**Texte extrait**
_ _ _ _ _ _ _

Bouquin

Les histoires d’amiante finissent mal

Avec Amianto, une histoire ouvrière 1, Alberto Prunetti fait revivre son père, Renato, ouvrier mort de l’amiante, et rend hommage aux travailleurs, chair à usine de l’Italie du miracle économique. Le plus surprenant, c’est qu’il parvient à le faire avec tendresse et humour.
D.R.

Dans la Toscane des années 1970, Renato a une vingtaine d’années. Dès les premières pages du livre, apparaissent des photos de ce beau garçon, solide gaillard aux épaules élargies par le travail commencé à l’âge de quatorze ans. C’est un jeune père qui ne ménage pas sa peine pour subvenir aux besoins de sa famille. C’est le héros du petit Alberto. Et pas n’importe quel héros : un working class hero, comme dans la chanson. En guise de cape, une bâche gris sale le protège des étincelles quand il soude à quelques centimètres d’une cuve de pétrole. Elle est taillée dans une matière légère qui résiste aux très hautes températures : l’amiante. Ce que Renato ne sait pas, ce que personne ne sait alors, c’est que cette bâche censée le protéger le tue déjà à petit feu. « Une seule fibre d’amiante et dans vingt ans vous êtes mort. » Et puis il y a tous les autres poisons qui s’infiltrent dans le corps de Renato tandis qu’il accomplit ce travail dont il est si fier : l’essence, le plomb, le titane détruisent lentement son organisme.

_ _ _ _ _ _ _

**Consigne**
Recopiez à l'identique le passage de l'article sur l'amiante, de « Les histoires d’amiante » à « tendresse et humour. ». Les items n'ont aucun rôle dans ce travail.

**Jeu de données**
_ _ _ _ _ _ _

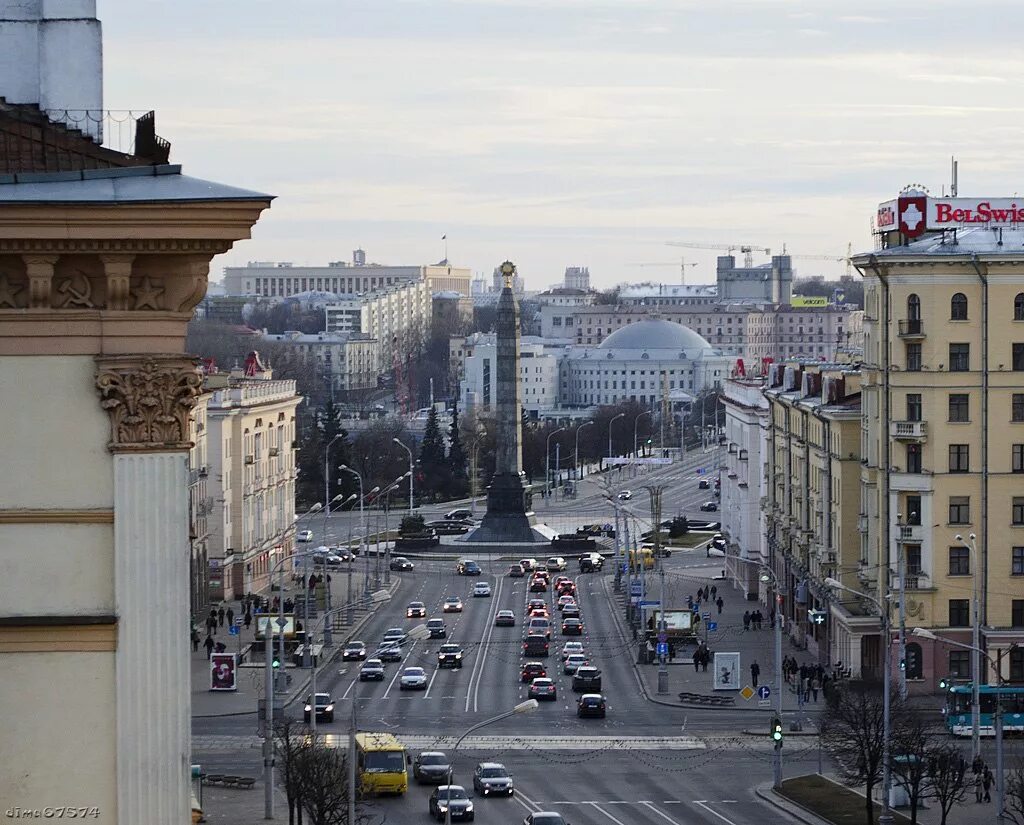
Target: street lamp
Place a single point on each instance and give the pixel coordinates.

_ _ _ _ _ _ _

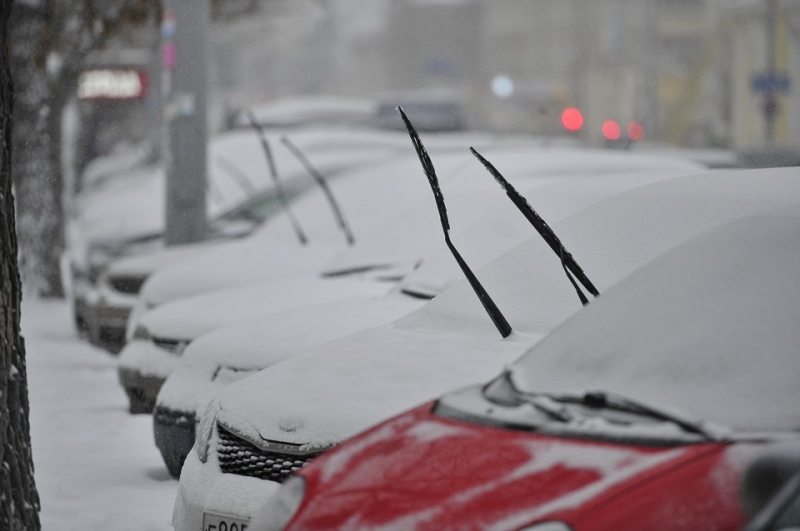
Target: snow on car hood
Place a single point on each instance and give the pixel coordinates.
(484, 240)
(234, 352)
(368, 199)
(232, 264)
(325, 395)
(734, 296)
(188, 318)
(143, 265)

_ _ _ _ _ _ _

**Réponse rédigée**
Les histoires d’amiante finissent mal

Avec Amianto, une histoire ouvrière 1, Alberto Prunetti fait revivre son père, Renato, ouvrier mort de l’amiante, et rend hommage aux travailleurs, chair à usine de l’Italie du miracle économique. Le plus surprenant, c’est qu’il parvient à le faire avec tendresse et humour.